**GIVEN INFORMATION**:
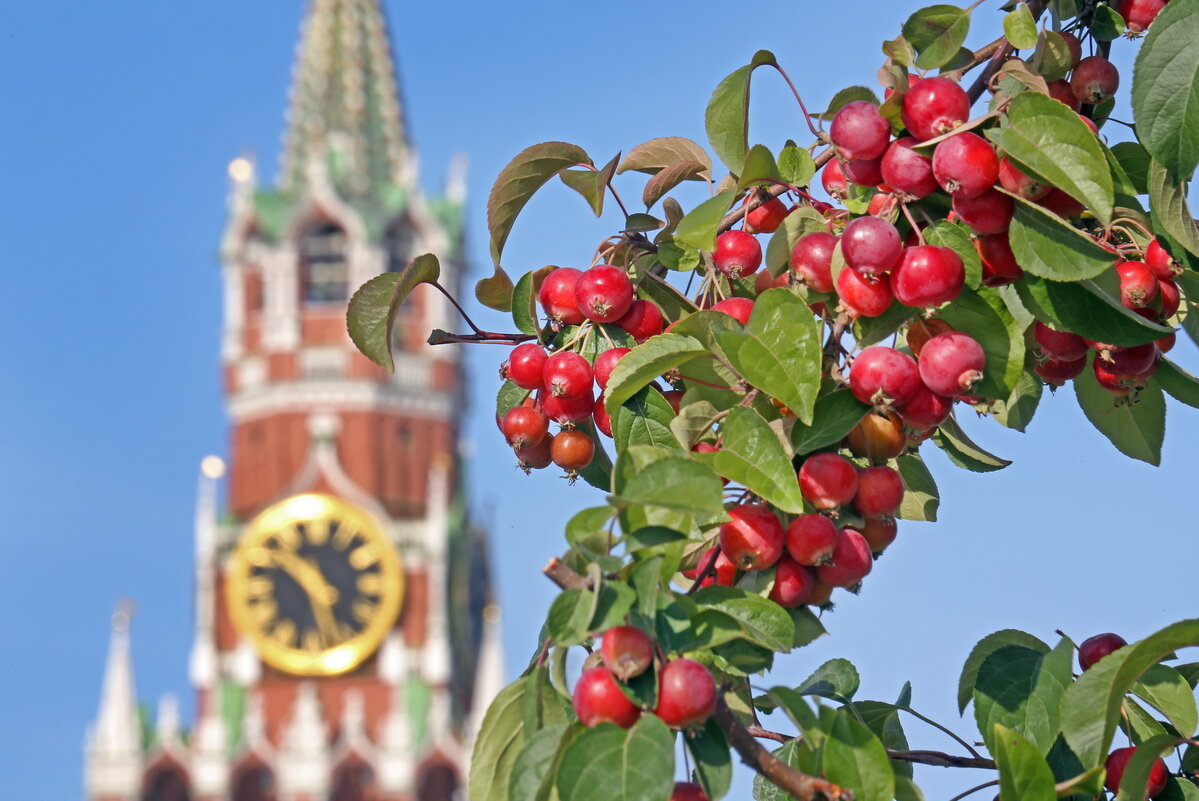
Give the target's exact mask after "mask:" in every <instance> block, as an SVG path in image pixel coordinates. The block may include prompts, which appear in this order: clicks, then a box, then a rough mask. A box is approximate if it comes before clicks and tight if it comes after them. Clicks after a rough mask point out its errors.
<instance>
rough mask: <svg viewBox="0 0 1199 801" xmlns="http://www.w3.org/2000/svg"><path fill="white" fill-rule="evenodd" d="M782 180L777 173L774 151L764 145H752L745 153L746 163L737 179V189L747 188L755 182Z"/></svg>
mask: <svg viewBox="0 0 1199 801" xmlns="http://www.w3.org/2000/svg"><path fill="white" fill-rule="evenodd" d="M781 180H783V179H782V176H781V175H779V174H778V164H776V163H775V153H772V152H770V147H767V146H766V145H754V146H753V147H751V149H749V152H747V153H746V163H745V167H743V168H742V169H741V180H740V181H737V188H739V189H747V188H749V187H751V186H754V185H755V183H773V182H775V181H781Z"/></svg>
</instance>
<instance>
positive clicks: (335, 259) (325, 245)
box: [300, 222, 349, 303]
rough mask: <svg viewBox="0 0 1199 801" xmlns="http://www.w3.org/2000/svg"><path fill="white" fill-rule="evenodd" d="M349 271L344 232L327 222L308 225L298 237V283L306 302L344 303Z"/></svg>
mask: <svg viewBox="0 0 1199 801" xmlns="http://www.w3.org/2000/svg"><path fill="white" fill-rule="evenodd" d="M348 272H349V271H348V266H347V254H345V231H344V230H342V229H341V228H339V227H338V225H335V224H333V223H330V222H317V223H313V224H312V225H309V227H308V228H307V229H306V230H305V233H303V234H302V235H301V237H300V285H301V293H302V294H303V299H305V302H307V303H338V302H344V301H345V300H347V297H348V294H347V289H348V285H349V275H348Z"/></svg>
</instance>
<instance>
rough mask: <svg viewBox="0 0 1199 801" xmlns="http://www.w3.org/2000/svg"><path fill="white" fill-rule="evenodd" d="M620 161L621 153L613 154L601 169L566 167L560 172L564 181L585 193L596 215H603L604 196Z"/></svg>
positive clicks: (580, 192)
mask: <svg viewBox="0 0 1199 801" xmlns="http://www.w3.org/2000/svg"><path fill="white" fill-rule="evenodd" d="M617 162H620V153H616V155H615V156H613V158H611V161H610V162H608V163H607V164H604V165H603V168H602V169H599V170H591V169H582V170H576V169H564V170H561V171H560V173H559V174H558V177H560V179H562V183H565V185H566V186H568V187H571V188H572V189H574V191H576V192H578V193H579V194H582V195H583V199H584V200H586V201H588V204H589V205H590V206H591V211H594V212H595V215H596V217H599V216H601V215H603V198H604V195H605V194H607V193H608V181H610V180H611V176H613V174H614V173H615V171H616V163H617Z"/></svg>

**ACTION ITEM**:
Skipping any pictures, transcribe the full listing exactly.

**RESPONSE TO THE TASK**:
Give the target's exact mask after "mask:" in every <instance> block, as an SVG path in image pixel coordinates. The block may include prompts, which appear in this order: clicks, then a box, then a rough mask. A box is approximate if it comes before clicks and tight if it comes after them. Clicks after a rough mask point out its errors.
<instance>
rough mask: <svg viewBox="0 0 1199 801" xmlns="http://www.w3.org/2000/svg"><path fill="white" fill-rule="evenodd" d="M782 180L777 173L774 151L764 145H752L745 153L746 163L737 179V189L747 188L755 182Z"/></svg>
mask: <svg viewBox="0 0 1199 801" xmlns="http://www.w3.org/2000/svg"><path fill="white" fill-rule="evenodd" d="M781 180H783V179H782V176H781V175H779V174H778V164H776V163H775V153H772V152H770V147H767V146H766V145H754V146H753V147H751V149H749V152H747V153H746V163H745V167H743V168H742V169H741V180H740V181H737V188H739V189H747V188H749V187H751V186H754V185H755V183H773V182H775V181H781Z"/></svg>
</instance>
<instance>
positive clicks: (335, 259) (325, 245)
box: [300, 222, 349, 303]
rough mask: <svg viewBox="0 0 1199 801" xmlns="http://www.w3.org/2000/svg"><path fill="white" fill-rule="evenodd" d="M349 271L344 232L327 222L308 225L298 237V283L306 302L344 303Z"/></svg>
mask: <svg viewBox="0 0 1199 801" xmlns="http://www.w3.org/2000/svg"><path fill="white" fill-rule="evenodd" d="M348 272H349V271H348V266H347V254H345V231H344V230H342V229H341V228H339V227H338V225H335V224H333V223H330V222H317V223H313V224H312V225H309V227H308V228H307V229H306V230H305V233H303V234H302V235H301V237H300V285H301V293H302V294H303V299H305V302H307V303H338V302H344V301H345V300H347V297H348V294H347V289H348V285H349V275H348Z"/></svg>
</instance>
<instance>
rough mask: <svg viewBox="0 0 1199 801" xmlns="http://www.w3.org/2000/svg"><path fill="white" fill-rule="evenodd" d="M620 161L621 153L613 154L601 169L566 167L560 172L564 181L585 193L596 215H603L604 196Z"/></svg>
positive clicks: (580, 192)
mask: <svg viewBox="0 0 1199 801" xmlns="http://www.w3.org/2000/svg"><path fill="white" fill-rule="evenodd" d="M617 162H620V153H616V155H615V156H613V158H611V161H610V162H608V163H607V164H604V165H603V168H602V169H599V170H591V169H582V170H576V169H564V170H561V171H560V173H559V174H558V177H560V179H562V183H565V185H566V186H568V187H571V188H572V189H574V191H576V192H578V193H579V194H582V195H583V199H584V200H586V201H588V204H589V205H590V206H591V211H594V212H595V215H596V217H599V216H601V215H603V198H604V195H605V194H607V193H608V181H610V180H611V176H613V174H614V173H615V171H616V163H617Z"/></svg>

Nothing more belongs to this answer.